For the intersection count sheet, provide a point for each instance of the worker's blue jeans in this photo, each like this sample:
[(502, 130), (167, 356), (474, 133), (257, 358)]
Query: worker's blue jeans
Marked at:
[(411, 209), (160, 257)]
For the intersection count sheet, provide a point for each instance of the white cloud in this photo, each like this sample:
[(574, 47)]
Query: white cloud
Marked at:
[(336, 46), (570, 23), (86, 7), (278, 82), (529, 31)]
--------------------
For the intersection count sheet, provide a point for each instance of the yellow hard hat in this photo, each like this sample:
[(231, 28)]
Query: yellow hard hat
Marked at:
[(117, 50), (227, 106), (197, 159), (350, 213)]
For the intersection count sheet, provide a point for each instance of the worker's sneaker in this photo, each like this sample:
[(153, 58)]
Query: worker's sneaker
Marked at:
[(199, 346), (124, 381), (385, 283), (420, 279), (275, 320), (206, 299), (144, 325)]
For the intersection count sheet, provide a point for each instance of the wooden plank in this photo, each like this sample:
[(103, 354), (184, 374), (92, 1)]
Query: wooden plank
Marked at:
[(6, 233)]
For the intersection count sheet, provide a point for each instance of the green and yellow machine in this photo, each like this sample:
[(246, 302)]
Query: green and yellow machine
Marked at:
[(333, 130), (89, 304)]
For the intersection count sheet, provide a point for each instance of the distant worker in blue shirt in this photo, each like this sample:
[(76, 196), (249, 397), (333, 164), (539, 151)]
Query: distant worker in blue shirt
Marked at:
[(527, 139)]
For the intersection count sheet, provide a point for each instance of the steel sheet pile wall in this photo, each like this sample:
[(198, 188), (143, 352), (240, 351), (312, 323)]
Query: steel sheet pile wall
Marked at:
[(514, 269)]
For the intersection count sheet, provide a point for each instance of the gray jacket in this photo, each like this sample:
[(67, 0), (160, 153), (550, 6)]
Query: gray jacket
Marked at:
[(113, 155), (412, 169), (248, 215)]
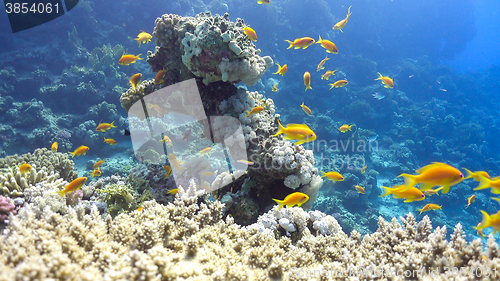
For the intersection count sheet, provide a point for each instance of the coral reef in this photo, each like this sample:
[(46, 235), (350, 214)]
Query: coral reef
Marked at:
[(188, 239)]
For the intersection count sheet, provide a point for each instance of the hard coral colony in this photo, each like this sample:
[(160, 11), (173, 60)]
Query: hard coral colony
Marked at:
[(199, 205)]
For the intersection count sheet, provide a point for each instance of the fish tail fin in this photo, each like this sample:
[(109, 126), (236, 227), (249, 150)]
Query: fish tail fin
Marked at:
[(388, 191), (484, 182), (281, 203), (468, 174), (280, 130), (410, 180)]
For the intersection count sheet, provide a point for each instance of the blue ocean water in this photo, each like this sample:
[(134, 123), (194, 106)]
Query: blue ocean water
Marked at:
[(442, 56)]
--------------------
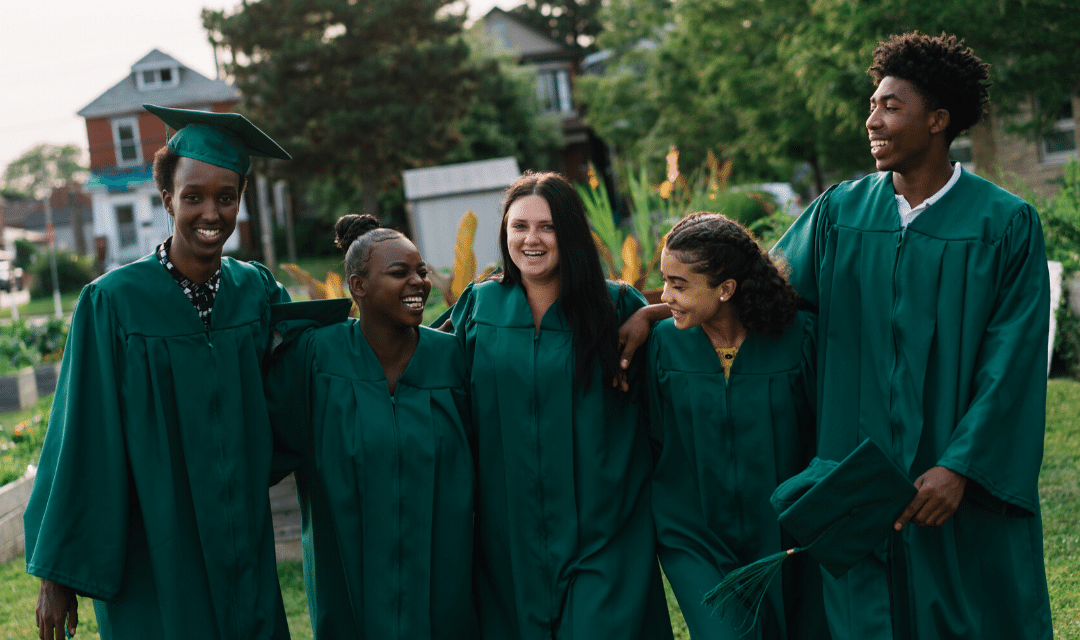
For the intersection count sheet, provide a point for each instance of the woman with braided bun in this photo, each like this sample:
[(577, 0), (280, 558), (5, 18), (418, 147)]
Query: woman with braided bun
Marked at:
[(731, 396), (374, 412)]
--------------------
**Task to complete:** Begin at the line that contains "the worker's blue" and stop after the line that contains "[(336, 46), (570, 23), (86, 7), (278, 82), (529, 31)]". Write out those lines again with "white cloud" swapped for "storm cloud" and everything else unchanged.

**Solution to this problem:**
For the intersection count sheet, provide a point for each instance of the worker's blue jeans in this photo, each like this sample:
[(502, 130), (167, 356), (474, 133), (257, 358)]
Query: worker's blue jeans
Marked at:
[(411, 209), (160, 257)]
For the intersection count sheet, provide a point for each instance of the storm cloud in this photo, each like this sample:
[(574, 47)]
Query: storm cloud
Marked at:
[(336, 46), (570, 23), (86, 7), (278, 82), (529, 31)]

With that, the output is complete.